### Exercise:
How many of the lines below contain the word "guitar"? Reply with the number alone.
** begin Source material **
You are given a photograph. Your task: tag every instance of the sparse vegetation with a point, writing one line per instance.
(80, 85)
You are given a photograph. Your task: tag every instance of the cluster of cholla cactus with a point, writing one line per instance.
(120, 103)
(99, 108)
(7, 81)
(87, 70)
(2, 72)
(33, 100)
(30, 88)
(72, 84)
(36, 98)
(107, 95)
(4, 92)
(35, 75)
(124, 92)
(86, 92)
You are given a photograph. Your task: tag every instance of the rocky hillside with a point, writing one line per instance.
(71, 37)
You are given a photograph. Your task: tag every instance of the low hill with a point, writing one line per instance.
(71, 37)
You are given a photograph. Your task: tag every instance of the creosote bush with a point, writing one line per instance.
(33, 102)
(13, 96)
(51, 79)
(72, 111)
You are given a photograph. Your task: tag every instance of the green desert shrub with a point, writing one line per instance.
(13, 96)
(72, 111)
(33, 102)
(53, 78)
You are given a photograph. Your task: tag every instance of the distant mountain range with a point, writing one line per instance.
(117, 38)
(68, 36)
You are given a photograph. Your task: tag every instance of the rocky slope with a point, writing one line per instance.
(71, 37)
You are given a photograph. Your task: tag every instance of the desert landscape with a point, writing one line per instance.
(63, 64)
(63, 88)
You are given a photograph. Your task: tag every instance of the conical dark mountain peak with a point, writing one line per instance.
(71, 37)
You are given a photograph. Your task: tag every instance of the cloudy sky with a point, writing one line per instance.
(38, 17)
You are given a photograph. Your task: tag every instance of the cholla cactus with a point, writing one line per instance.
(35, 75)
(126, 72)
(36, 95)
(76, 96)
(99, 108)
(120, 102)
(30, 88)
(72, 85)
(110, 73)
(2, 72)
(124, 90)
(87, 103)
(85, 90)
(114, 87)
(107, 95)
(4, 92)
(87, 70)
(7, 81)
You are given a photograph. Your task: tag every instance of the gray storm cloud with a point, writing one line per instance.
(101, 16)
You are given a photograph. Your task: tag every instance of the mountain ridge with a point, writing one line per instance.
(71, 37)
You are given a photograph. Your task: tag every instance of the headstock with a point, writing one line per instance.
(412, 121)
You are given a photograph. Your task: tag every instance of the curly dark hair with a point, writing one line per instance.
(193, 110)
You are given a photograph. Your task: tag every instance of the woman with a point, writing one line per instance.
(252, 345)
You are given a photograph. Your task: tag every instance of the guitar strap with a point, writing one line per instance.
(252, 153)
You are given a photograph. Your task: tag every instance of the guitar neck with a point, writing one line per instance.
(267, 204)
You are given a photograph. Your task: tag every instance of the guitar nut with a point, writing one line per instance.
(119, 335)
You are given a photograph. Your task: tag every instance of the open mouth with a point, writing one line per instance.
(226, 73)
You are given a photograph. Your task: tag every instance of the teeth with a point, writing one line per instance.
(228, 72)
** end Source material **
** begin Source material **
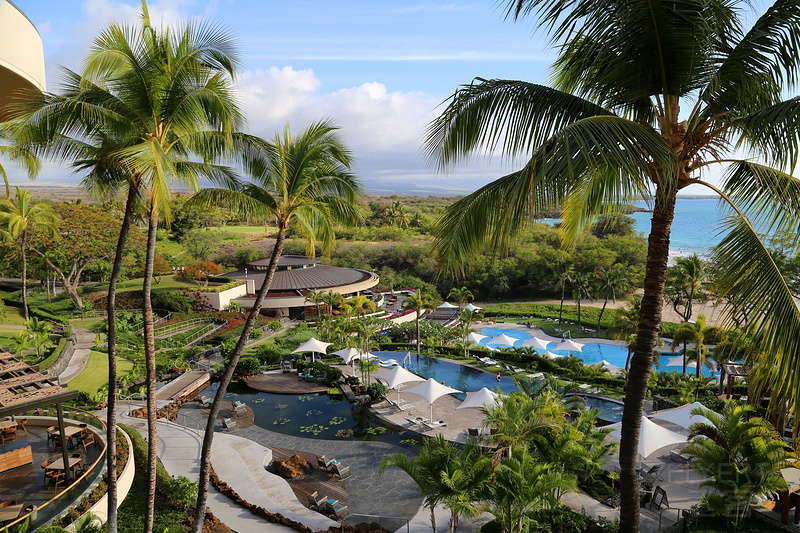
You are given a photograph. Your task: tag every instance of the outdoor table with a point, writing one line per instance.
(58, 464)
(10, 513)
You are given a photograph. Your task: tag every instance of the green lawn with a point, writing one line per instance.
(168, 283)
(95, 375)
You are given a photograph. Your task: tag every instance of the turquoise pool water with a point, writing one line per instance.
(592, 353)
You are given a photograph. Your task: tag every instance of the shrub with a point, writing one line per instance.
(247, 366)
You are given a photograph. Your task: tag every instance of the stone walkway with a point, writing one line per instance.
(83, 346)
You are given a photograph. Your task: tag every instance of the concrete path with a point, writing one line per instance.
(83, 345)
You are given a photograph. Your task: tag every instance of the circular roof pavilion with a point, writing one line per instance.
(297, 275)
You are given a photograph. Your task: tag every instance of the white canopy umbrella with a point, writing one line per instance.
** end Source material **
### In response:
3